Recorded data

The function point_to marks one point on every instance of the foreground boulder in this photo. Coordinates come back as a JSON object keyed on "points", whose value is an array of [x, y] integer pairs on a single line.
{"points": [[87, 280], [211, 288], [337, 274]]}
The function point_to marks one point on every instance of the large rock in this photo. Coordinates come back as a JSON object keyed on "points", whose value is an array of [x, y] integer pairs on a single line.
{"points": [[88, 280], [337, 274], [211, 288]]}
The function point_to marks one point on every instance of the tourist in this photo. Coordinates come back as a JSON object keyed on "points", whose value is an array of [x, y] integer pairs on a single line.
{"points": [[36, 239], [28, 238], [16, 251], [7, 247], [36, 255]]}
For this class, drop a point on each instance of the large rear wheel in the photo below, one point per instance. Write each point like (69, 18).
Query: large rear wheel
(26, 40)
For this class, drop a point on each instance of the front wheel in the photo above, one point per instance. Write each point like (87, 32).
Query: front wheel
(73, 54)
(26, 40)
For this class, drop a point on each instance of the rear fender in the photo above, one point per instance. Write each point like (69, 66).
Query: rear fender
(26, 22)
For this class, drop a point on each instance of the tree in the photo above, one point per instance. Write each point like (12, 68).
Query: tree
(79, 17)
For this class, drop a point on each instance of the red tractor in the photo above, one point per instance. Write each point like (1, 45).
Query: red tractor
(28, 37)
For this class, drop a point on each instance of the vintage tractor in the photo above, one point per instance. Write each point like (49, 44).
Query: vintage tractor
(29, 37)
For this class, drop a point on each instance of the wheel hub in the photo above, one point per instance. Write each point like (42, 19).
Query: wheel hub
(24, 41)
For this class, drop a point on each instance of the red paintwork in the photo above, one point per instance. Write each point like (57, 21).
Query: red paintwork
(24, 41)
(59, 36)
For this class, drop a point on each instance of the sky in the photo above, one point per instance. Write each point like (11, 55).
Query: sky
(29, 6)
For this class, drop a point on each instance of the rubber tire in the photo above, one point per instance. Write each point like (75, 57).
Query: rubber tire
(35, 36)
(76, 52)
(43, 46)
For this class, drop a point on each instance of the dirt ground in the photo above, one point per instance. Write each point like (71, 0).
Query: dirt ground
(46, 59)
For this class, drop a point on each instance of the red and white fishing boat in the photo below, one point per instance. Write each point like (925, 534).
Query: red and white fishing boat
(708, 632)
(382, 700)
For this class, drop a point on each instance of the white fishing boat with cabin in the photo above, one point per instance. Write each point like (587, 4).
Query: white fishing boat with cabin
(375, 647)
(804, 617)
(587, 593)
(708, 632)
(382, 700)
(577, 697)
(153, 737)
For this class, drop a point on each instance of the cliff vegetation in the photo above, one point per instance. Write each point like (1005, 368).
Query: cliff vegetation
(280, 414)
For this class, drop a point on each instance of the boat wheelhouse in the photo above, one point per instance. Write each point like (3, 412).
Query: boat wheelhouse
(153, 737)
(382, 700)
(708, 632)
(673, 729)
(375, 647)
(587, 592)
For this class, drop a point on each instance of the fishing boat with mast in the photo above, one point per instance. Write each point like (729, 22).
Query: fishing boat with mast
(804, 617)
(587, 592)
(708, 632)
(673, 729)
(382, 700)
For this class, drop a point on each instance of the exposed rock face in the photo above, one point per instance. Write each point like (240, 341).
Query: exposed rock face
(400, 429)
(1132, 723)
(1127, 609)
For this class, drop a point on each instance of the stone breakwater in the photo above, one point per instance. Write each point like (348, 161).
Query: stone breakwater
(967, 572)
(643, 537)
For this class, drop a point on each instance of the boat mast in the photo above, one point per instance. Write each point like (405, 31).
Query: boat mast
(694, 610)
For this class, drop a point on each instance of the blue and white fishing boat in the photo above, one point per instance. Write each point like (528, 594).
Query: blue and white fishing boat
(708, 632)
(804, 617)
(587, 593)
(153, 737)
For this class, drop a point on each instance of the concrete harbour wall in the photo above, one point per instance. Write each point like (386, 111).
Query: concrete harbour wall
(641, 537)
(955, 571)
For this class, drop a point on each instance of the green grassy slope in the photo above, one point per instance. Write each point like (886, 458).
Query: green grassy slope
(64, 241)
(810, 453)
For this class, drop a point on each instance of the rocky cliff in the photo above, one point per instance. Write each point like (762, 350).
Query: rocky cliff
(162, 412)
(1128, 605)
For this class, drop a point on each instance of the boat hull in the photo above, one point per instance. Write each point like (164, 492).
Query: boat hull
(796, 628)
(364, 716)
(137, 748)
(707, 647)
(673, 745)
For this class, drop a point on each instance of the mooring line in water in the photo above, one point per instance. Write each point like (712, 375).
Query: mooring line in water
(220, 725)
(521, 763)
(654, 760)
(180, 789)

- _THE PROBLEM_:
Among the lines above, return each one holding the string "below".

- _ANSWER TO THE EXERCISE_:
For this class, drop a point on each instance of the large rear wheel in the photo below, one point per instance. Write each point like (69, 18).
For this class, drop a point on each instance of the red and white fishing boat in the photo below, one point per instance. Write each point like (925, 534).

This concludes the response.